[[ GIVEN DATA open ]]
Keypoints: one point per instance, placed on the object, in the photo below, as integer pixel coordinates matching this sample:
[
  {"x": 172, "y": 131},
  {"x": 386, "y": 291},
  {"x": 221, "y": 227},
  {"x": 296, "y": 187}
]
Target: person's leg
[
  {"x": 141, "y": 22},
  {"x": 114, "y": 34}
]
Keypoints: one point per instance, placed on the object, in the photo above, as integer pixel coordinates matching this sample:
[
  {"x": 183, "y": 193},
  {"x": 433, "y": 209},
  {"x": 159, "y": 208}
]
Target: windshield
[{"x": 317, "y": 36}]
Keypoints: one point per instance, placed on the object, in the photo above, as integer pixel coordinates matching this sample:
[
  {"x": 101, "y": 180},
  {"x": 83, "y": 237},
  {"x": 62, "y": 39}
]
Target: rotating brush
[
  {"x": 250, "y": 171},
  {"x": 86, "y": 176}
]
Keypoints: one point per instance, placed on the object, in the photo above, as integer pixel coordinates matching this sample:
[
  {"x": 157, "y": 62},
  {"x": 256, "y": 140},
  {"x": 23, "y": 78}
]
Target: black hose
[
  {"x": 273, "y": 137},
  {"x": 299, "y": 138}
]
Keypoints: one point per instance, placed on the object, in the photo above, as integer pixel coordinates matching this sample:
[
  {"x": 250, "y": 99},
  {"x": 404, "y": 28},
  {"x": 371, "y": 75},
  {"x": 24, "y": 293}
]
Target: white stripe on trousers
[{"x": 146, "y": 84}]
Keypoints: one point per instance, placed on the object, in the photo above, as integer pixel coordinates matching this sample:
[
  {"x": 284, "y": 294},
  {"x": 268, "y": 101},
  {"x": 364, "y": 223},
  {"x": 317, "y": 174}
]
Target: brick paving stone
[[ GIVEN DATA closed ]]
→ WORK REQUIRED: Write out every record shown above, word for word.

→ SOLUTION BELOW:
Keypoints: one point per instance, placed on the object, in the photo below, as integer pixel coordinates matching this sample:
[
  {"x": 172, "y": 131},
  {"x": 386, "y": 291},
  {"x": 221, "y": 227},
  {"x": 296, "y": 187}
]
Target: person's leg
[
  {"x": 141, "y": 22},
  {"x": 114, "y": 34}
]
Keypoints: one point per instance, placed on the object, in the photo above, as integer pixel coordinates matching this sample:
[
  {"x": 183, "y": 193},
  {"x": 433, "y": 209},
  {"x": 159, "y": 208}
]
Target: windshield
[{"x": 317, "y": 36}]
Keypoints: one point per instance, placed on the object, in the photo above, as integer pixel coordinates matching this sample:
[
  {"x": 101, "y": 180},
  {"x": 83, "y": 237},
  {"x": 62, "y": 39}
]
Target: rotating brush
[
  {"x": 250, "y": 171},
  {"x": 86, "y": 176}
]
Keypoints: one point per instance, placed on the object, in the photo above, as integer pixel coordinates matching this sample:
[
  {"x": 157, "y": 62},
  {"x": 256, "y": 140},
  {"x": 23, "y": 78}
]
Target: black hose
[
  {"x": 273, "y": 137},
  {"x": 299, "y": 138}
]
Keypoints: one point per instance, placed on the object, in the photo above, as integer pixel coordinates matching this sample:
[
  {"x": 250, "y": 99},
  {"x": 404, "y": 28},
  {"x": 371, "y": 75},
  {"x": 24, "y": 293}
]
Target: white stripe on trousers
[{"x": 146, "y": 84}]
Keypoints: one point per instance, placed on the object, in the photo above, as integer pixel coordinates matching this sample:
[
  {"x": 284, "y": 294},
  {"x": 268, "y": 101},
  {"x": 364, "y": 223},
  {"x": 317, "y": 174}
]
Target: brick paving stone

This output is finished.